▶ What you are asked to do:
In the entries below, find each line that contains the word "lawn" and copy those lines.

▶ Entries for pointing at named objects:
====
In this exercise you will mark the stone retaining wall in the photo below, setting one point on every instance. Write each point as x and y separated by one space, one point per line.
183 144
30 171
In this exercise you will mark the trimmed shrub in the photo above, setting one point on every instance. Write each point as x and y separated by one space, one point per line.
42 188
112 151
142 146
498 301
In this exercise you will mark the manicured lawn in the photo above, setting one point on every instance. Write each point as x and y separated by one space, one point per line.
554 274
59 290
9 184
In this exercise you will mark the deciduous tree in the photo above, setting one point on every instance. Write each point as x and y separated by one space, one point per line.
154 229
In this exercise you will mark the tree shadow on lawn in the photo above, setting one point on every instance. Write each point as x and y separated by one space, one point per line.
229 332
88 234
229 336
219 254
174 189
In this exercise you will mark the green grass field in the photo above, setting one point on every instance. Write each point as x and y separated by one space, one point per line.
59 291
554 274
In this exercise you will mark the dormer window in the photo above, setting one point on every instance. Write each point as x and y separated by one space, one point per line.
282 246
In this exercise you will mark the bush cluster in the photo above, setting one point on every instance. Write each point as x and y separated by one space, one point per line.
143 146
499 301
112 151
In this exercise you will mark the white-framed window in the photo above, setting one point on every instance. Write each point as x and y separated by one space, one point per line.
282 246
====
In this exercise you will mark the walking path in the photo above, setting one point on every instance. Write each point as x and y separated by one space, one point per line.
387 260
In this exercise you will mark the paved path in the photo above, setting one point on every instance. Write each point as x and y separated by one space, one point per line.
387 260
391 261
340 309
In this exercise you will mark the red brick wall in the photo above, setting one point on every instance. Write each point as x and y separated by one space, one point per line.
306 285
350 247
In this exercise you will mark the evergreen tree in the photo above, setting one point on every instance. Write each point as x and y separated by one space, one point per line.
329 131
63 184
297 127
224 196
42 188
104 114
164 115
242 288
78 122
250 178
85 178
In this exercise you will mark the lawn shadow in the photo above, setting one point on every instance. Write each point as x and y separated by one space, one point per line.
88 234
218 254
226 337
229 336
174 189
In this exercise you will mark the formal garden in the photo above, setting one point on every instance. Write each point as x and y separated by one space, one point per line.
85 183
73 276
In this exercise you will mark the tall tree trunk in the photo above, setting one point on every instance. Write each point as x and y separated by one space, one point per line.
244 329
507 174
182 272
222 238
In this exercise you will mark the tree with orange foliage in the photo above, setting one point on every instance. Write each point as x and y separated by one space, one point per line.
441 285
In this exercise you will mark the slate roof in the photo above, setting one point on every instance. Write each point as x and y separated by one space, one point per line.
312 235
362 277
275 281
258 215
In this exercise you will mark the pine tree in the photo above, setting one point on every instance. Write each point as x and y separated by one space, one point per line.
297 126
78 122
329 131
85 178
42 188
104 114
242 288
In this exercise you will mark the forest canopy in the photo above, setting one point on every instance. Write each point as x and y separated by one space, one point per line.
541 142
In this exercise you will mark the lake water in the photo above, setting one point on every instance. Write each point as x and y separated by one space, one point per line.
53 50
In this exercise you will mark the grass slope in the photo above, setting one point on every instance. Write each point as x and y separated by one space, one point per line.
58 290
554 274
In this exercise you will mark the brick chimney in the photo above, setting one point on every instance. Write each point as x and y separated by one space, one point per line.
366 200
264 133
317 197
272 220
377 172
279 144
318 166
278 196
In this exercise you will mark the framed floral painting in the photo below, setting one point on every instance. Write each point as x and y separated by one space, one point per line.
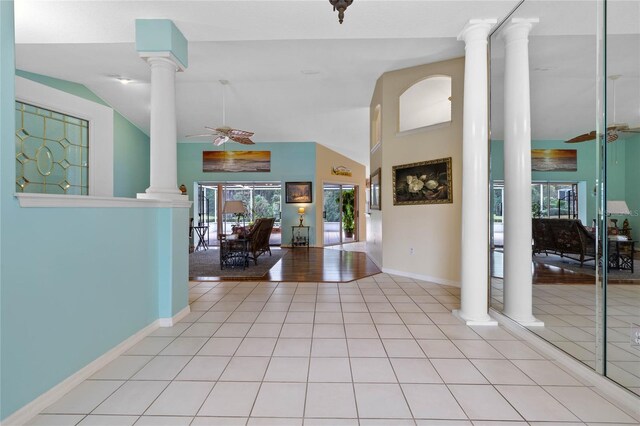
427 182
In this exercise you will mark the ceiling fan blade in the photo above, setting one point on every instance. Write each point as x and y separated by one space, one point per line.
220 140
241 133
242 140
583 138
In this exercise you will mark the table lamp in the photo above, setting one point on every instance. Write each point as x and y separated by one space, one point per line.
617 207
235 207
====
▶ Exercise result:
In this exercise you will mark the manicured lawn in the photo above, setting one point on every instance. Write each point as x and y separated by one space, one point per line.
In this exercise you will mark the tree shadow on lawn in the photo above, setting one point on every instance. Write each point as x and y separated by one space, one point per line.
In this exercise you will mark the lawn shadow in the photo above, setting one point on every instance. Write each point as x and y separated by one space, one point per line.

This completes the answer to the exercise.